*** Data Section Begins ***
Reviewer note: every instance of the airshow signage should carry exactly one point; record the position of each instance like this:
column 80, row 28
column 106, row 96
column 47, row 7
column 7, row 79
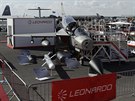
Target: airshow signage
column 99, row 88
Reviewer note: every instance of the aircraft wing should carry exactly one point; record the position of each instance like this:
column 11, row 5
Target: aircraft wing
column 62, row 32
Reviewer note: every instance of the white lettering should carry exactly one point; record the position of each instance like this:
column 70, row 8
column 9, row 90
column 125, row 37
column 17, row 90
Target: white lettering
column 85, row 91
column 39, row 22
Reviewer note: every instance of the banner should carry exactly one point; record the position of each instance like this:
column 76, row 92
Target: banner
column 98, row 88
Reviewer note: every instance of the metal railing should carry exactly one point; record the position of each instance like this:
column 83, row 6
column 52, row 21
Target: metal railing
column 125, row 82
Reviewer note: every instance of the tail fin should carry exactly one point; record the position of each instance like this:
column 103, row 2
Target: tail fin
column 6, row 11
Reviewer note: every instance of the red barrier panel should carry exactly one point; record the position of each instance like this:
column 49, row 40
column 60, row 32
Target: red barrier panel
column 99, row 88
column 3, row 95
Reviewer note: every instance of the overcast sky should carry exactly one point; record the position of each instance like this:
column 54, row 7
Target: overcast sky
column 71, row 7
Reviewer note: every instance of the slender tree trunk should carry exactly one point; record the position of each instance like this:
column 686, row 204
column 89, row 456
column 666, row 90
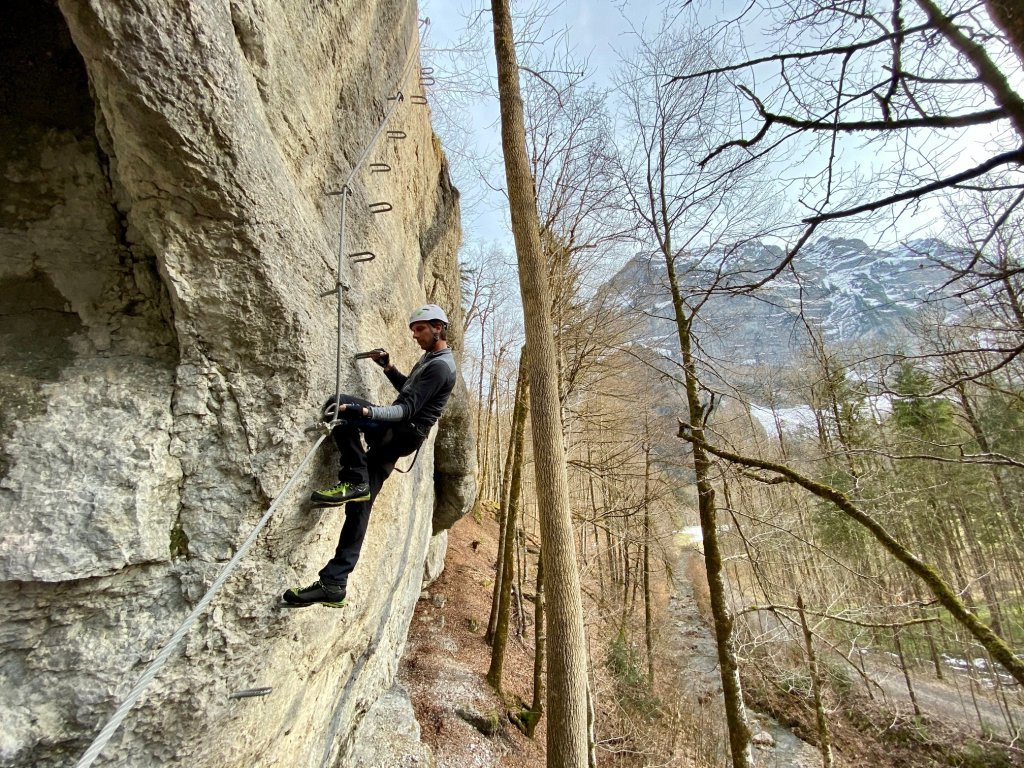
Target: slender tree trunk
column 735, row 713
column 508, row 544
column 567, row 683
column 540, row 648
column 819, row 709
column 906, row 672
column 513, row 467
*** Data Section Ends ***
- Problem to work on -
The answer is the full set of records printed exactly, less the pictures.

- Completed task -
Reviewer note: every instance of the airshow signage should carry exactly one point; record the position of each instance like this:
column 80, row 28
column 106, row 96
column 47, row 7
column 7, row 79
Target: airshow signage
column 99, row 88
Reviewer note: every instance of the aircraft wing should carry exactly one point; record the position of each instance like this:
column 11, row 5
Target: aircraft wing
column 62, row 32
Reviewer note: every instance of the white lettering should carry exactly one point; record the position of each instance like this:
column 70, row 8
column 9, row 90
column 125, row 37
column 17, row 90
Target: white lettering
column 85, row 91
column 39, row 22
Reviewer note: every instance of the banner should carry exactly one point; record the position of each instance like this:
column 76, row 92
Target: banner
column 98, row 88
Reviewer note: every instance of the metal railing should carry exactly one point; record the position of each instance like this:
column 83, row 6
column 52, row 21
Target: metal railing
column 125, row 82
Reviewer note: every instance of the tail fin should carry exactly one point; record the position of each instance like this:
column 103, row 2
Target: tail fin
column 6, row 11
Reviewer note: every instance of the red barrier panel should carry exactly one point; record the position of each instance like this:
column 49, row 40
column 60, row 32
Target: red barrier panel
column 99, row 88
column 3, row 95
Reviewer note: every instance of the overcast sky should carry exactly one point; record the position of each instance like this:
column 54, row 7
Target: overcast sky
column 71, row 7
Reviewer note: every instance of the slender tree trunk should carry exactly one point; record the position of each instance like this:
column 686, row 204
column 89, row 456
column 666, row 90
Target: slender tree trunk
column 735, row 713
column 508, row 544
column 567, row 683
column 540, row 648
column 819, row 709
column 906, row 672
column 513, row 467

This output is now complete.